EXERCISE DETAILS →
Take each line from the entries that holds "below" and copy it out.

EXERCISE DATA →
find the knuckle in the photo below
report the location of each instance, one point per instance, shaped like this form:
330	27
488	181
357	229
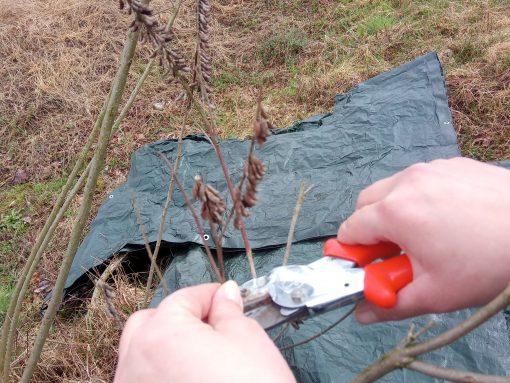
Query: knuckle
416	173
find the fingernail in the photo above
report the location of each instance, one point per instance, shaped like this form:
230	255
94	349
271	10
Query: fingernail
230	290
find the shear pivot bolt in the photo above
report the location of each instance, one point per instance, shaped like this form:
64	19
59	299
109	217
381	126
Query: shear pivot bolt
298	295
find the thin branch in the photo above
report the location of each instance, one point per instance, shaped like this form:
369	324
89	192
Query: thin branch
84	212
455	375
11	318
32	263
211	129
293	222
342	318
406	354
219	249
195	216
146	243
169	196
100	289
238	187
144	75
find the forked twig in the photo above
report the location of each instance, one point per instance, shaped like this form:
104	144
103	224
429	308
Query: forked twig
211	130
342	318
163	214
293	223
194	214
455	375
405	354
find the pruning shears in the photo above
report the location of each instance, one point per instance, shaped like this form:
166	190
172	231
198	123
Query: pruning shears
345	275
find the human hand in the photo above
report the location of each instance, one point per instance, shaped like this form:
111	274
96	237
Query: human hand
198	334
452	218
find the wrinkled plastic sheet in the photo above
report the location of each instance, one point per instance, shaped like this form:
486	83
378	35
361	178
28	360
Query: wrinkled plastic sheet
341	353
375	130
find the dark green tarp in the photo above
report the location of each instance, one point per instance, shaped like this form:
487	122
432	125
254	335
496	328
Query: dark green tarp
378	128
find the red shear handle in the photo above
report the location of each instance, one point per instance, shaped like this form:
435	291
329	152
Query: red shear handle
384	279
360	254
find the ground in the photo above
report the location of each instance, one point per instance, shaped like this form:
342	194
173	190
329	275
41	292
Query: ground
59	57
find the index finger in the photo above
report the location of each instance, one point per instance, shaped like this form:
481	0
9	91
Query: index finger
189	302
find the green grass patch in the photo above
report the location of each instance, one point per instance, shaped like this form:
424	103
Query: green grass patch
375	24
12	221
466	52
283	47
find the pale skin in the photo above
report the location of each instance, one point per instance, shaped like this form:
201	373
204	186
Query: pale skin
452	217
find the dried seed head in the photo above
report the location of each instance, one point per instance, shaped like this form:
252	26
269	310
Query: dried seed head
202	73
261	126
170	57
213	205
254	171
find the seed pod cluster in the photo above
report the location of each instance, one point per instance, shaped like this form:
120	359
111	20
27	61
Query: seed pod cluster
203	68
213	206
261	126
170	57
254	171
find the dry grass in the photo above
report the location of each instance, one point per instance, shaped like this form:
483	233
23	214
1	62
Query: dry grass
82	348
58	58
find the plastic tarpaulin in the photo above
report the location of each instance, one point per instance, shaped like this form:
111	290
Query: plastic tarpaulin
378	128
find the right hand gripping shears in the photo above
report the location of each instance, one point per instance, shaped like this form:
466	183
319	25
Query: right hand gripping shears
344	276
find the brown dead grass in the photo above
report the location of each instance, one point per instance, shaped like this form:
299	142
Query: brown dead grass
83	347
59	56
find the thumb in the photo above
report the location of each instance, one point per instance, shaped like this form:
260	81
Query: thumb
227	307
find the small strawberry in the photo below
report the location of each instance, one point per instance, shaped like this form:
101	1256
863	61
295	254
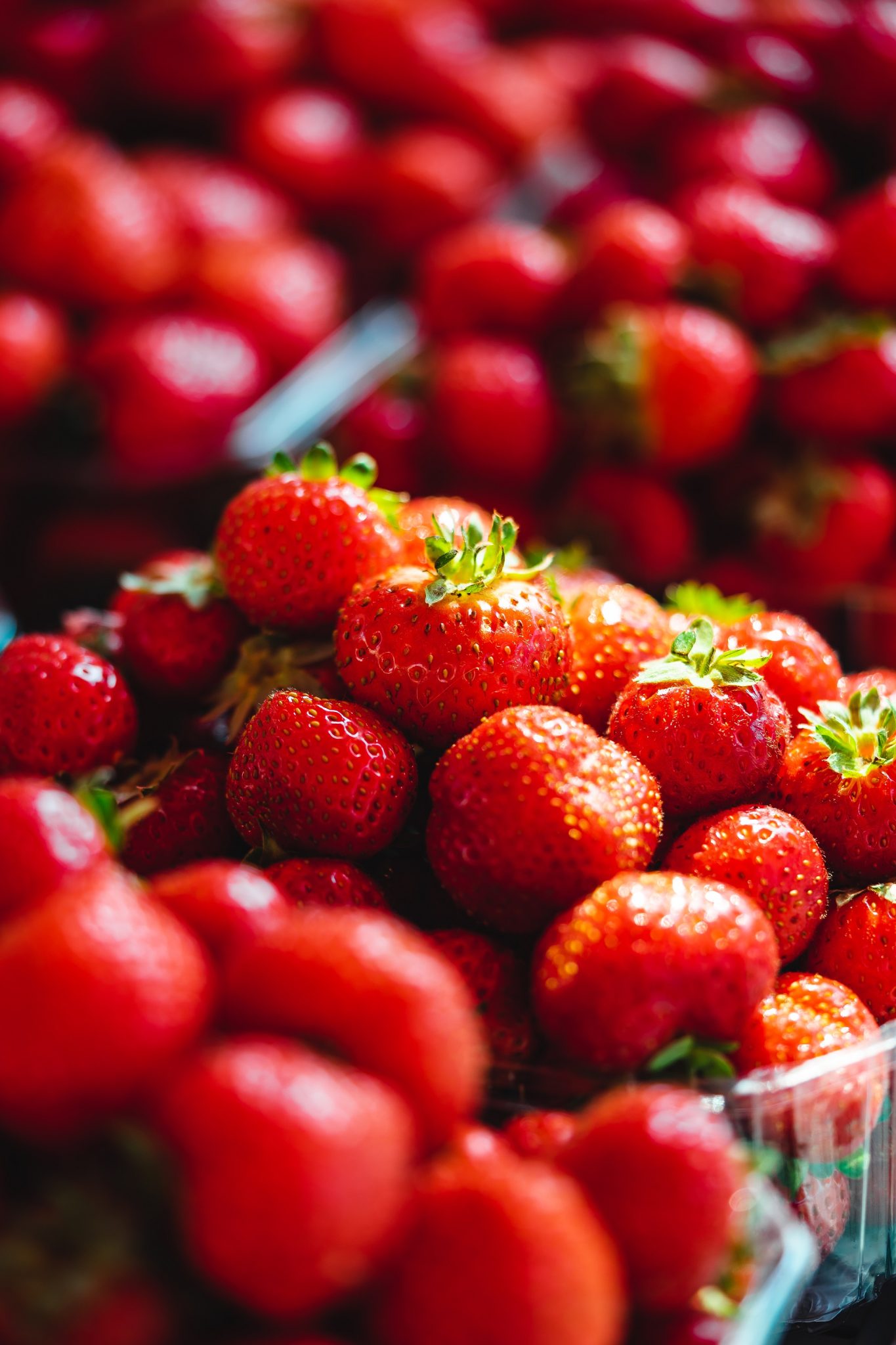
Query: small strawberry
323	776
644	1155
767	854
648	958
292	545
377	992
531	810
62	708
436	649
704	721
495	978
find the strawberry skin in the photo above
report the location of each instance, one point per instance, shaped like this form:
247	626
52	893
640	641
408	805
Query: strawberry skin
62	708
532	808
647	958
317	775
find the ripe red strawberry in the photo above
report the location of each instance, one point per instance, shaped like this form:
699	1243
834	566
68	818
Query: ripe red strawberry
495	978
46	835
531	810
323	776
188	820
767	854
330	883
62	708
292	545
436	649
86	228
377	992
179	636
644	1155
100	989
839	776
704	722
806	1017
295	1172
223	903
500	1250
675	382
648	958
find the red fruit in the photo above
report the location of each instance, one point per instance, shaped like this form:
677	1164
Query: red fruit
86	228
309	139
34	346
62	708
330	883
802	669
531	810
500	1251
704	721
286	292
495	978
323	776
492	405
436	649
649	958
644	1155
295	1172
100	989
190	817
337	536
828	522
839	776
223	903
767	854
765	259
495	276
178	638
45	837
683	377
379	994
630	250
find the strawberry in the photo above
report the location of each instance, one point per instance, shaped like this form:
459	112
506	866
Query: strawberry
839	776
806	1017
767	854
495	978
62	708
377	992
644	1155
673	381
438	648
330	883
336	536
224	904
46	835
323	776
187	818
531	810
704	722
105	989
500	1250
282	1208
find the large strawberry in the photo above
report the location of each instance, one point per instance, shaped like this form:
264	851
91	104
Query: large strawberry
291	546
438	649
647	959
531	810
62	708
767	854
704	721
323	776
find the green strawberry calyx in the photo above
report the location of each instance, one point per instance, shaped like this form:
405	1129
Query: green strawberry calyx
468	562
860	735
694	661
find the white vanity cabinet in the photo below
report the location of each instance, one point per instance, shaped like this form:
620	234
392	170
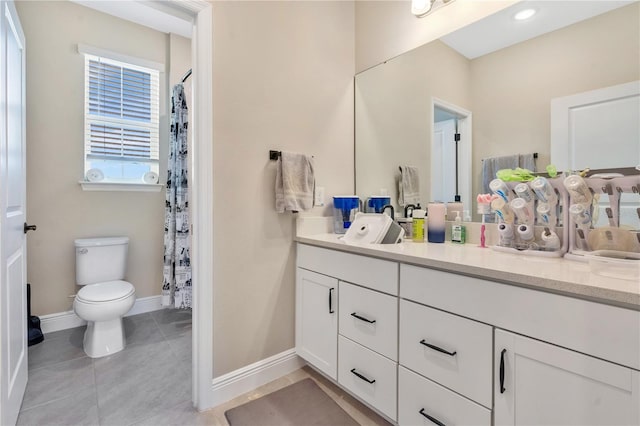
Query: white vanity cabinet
317	320
428	346
356	341
542	384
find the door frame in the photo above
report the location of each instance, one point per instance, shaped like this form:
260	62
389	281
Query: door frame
202	202
465	148
202	261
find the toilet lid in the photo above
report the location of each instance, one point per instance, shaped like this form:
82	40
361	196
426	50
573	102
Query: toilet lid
107	291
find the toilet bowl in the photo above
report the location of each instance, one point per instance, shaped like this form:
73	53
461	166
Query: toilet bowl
103	305
104	297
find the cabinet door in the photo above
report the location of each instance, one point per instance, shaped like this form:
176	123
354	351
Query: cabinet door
317	320
542	384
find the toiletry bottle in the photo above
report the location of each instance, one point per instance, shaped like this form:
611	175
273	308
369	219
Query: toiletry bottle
458	232
418	225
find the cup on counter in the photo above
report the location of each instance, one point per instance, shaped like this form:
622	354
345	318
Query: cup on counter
436	213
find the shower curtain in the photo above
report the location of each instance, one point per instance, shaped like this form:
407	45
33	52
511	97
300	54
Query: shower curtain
176	286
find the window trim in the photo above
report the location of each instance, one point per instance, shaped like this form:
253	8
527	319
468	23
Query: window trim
115	56
91	53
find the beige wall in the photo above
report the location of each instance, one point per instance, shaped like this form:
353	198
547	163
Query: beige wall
283	79
385	29
393	115
513	87
55	200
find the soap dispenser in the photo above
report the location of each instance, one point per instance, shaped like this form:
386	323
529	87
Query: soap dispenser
458	231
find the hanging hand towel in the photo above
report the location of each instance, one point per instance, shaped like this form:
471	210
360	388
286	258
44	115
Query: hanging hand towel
294	182
408	186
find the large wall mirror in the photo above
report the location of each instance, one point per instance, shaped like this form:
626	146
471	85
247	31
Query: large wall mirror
493	82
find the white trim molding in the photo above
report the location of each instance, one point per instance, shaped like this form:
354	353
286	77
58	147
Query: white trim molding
246	379
120	186
202	214
69	319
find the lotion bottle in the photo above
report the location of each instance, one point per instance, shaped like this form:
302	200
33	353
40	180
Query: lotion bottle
418	225
458	231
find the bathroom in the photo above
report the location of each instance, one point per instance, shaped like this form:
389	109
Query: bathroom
252	317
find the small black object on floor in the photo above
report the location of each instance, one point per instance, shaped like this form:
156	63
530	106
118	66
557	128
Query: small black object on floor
34	332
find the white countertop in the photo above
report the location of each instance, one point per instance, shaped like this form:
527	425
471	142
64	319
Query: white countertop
558	275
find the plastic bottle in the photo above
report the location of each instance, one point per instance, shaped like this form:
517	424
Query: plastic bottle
418	225
458	231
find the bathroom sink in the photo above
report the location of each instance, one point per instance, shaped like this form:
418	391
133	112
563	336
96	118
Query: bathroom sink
373	228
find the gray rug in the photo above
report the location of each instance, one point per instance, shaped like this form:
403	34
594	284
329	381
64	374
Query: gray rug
300	404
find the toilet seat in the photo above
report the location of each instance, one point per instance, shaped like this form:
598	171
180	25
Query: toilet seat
108	291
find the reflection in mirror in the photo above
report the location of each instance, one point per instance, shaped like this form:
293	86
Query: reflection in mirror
507	87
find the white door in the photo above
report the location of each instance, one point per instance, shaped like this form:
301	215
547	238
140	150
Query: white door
443	161
541	384
13	307
317	320
599	129
447	120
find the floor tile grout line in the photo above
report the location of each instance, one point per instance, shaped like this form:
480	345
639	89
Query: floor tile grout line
95	389
33	368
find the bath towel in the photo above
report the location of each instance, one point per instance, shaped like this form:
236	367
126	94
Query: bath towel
295	182
490	166
408	186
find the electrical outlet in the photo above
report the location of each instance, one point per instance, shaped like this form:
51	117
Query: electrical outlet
319	196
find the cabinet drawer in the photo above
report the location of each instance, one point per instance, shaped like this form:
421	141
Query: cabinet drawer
369	375
369	318
603	331
381	275
466	368
419	398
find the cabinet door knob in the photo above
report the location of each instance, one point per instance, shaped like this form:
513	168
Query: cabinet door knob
353	370
355	315
435	348
331	300
432	419
502	389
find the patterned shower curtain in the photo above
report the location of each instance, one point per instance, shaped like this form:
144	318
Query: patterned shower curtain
176	286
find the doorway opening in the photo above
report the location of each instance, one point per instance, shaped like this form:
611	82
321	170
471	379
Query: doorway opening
451	171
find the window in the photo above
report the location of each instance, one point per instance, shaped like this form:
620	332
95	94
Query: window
121	119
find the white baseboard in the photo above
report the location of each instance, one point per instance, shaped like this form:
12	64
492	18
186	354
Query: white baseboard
246	379
64	320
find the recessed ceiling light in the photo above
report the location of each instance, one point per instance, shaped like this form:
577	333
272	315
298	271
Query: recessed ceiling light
524	14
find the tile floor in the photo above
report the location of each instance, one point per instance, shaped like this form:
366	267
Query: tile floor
148	383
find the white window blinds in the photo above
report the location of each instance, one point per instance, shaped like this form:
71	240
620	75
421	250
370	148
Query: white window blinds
121	117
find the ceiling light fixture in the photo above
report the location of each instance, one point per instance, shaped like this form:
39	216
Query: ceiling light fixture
524	14
421	8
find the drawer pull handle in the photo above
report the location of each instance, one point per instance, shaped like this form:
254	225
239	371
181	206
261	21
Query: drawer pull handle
331	311
353	370
502	389
435	348
362	318
433	419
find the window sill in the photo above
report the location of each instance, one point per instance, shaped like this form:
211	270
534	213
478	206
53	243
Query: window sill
120	186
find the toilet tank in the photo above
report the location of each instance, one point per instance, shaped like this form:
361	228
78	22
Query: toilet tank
101	259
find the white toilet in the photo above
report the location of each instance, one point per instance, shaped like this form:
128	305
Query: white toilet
104	298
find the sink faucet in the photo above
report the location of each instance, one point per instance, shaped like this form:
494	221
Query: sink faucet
388	206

RESULT →
find the knuckle in the photo below
find the small strawberry in the photo below
find the white vanity cabinet in the photo below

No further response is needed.